▸ Problem to solve
Give the entries back exactly as they stand, but without pictures.

▸ Given records

★ ★ ★ ★

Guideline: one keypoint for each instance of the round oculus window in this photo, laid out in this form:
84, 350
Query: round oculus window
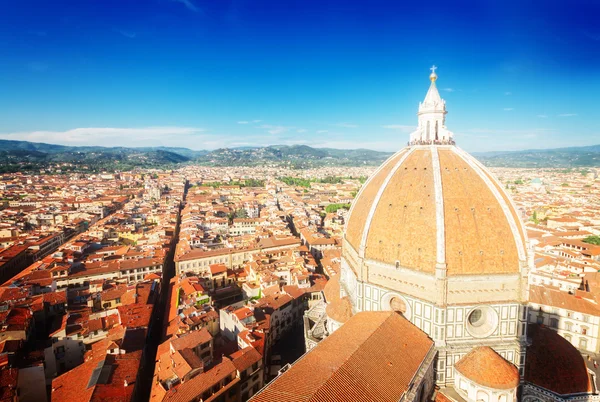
482, 321
397, 304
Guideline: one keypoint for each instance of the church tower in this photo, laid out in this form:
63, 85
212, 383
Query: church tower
432, 234
432, 118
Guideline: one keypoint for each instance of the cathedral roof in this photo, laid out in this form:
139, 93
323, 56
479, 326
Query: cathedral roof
484, 366
436, 204
339, 310
553, 363
357, 362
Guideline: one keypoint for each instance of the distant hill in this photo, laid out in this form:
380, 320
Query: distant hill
296, 156
24, 155
588, 156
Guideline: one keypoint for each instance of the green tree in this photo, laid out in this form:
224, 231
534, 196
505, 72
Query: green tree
534, 218
592, 240
332, 208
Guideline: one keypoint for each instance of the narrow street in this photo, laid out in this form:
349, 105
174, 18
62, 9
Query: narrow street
154, 339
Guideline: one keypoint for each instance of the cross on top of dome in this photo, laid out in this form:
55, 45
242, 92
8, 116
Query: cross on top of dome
432, 118
433, 75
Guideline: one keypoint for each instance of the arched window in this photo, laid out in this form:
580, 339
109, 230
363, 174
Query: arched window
482, 396
397, 304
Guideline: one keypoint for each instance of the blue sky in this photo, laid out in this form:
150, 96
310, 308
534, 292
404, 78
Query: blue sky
207, 74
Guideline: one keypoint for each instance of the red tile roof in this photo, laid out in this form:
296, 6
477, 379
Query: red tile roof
357, 362
553, 363
486, 367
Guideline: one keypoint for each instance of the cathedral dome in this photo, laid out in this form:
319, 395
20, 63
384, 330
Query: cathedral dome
432, 205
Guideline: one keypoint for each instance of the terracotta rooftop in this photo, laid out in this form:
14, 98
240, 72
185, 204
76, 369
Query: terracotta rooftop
486, 367
357, 362
553, 363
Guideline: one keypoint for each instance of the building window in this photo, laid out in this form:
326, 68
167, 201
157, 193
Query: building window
397, 304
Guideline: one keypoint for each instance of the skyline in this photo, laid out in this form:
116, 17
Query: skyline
337, 74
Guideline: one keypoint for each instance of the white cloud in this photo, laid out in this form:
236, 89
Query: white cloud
188, 4
345, 125
400, 127
127, 34
107, 136
271, 129
37, 66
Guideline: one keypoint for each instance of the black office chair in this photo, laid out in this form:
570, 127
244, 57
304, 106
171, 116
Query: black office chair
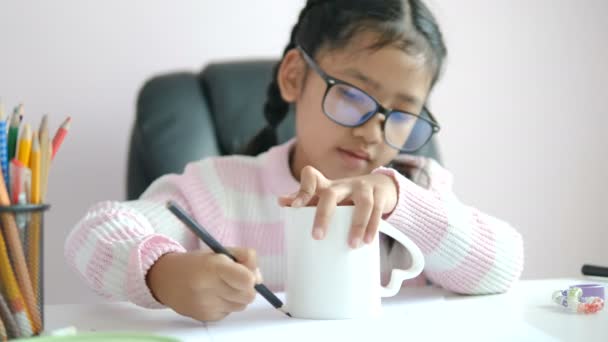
182, 117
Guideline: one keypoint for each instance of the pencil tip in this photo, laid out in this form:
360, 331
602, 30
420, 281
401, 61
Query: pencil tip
284, 311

★ ★ ★ ★

▸ Exercise result
Guideline: one keypoint for each instance of the round oculus window in this photo, laid out in this form:
84, 350
Query: round oculus window
482, 321
397, 304
Guideline: one keypoint for each instance of the church tower in this photo, laid out in this form:
63, 85
212, 383
Query: church tower
432, 234
432, 118
Guideline: one keypoint for each instance of the cathedral roof in this photo, laid out in this form:
139, 93
323, 56
479, 326
Query: cathedral roof
484, 366
436, 204
339, 310
553, 363
357, 362
Guideline: one keypoint for each instance of the distant hill in this photo, laid out in this form:
380, 320
Query: distant hill
296, 156
24, 155
588, 156
Guideline: one keypoint for each instance of the green tree in this photo, laid out in this form:
224, 231
534, 196
505, 72
Query: green tree
534, 218
592, 240
332, 208
Guideline: one keypoint for each instance of the narrow street in this photo, laid out in this form:
349, 105
174, 18
62, 9
Query: narrow street
154, 339
Guideline: one keypoint for each instance of the cross on top of dome in this photo, laid out in this form:
55, 45
242, 92
8, 116
Query: cross on top of dome
432, 118
433, 75
Guideline: one keypoint for each instance of the arched window in this photo, laid out in this form:
580, 339
109, 230
363, 174
Query: arched window
482, 396
397, 304
Guideline: one keypoint for each instance of the blue sky in this photo, laid out in this form:
150, 96
310, 308
534, 292
404, 78
Query: blue sky
207, 74
Guideline: one keypoint for each instance of the red tile roof in this photo, laid out in this form:
296, 6
477, 379
Query: red tile roof
357, 362
553, 363
486, 367
Guideline: one keypoint for each instance of the cathedral dome in this photo, laid out in this form:
319, 395
20, 63
384, 330
Query: cathedral dome
432, 205
Guideline: one keypoint for each instance of the terracotta rooftop in this photo, laid out in this form:
14, 98
240, 72
185, 204
76, 369
Query: terracotta rooftop
486, 367
357, 362
553, 363
Guideline: one keypoint for each instance of the building window in this photo, laid out in this form:
326, 68
167, 201
157, 193
Query: building window
397, 304
Guideline: one keypoint for each instance of the skyline in this photo, laid out in this form:
116, 17
Query: skyline
337, 74
Guideline: one keypoint for each instance of the white cloud in this photo, laid out in this form:
236, 89
Query: white cloud
188, 4
345, 125
400, 127
127, 34
107, 136
271, 129
37, 66
Guideline: one keypoint for each instance of the black office chair in this photo, laid out in this form:
570, 127
244, 57
304, 106
171, 116
Query: black office chair
182, 117
Guideline: one keypoint for each instance of the pencil tip in this photo, laid out in this form:
360, 331
602, 30
420, 281
401, 61
Query: pencil tip
284, 311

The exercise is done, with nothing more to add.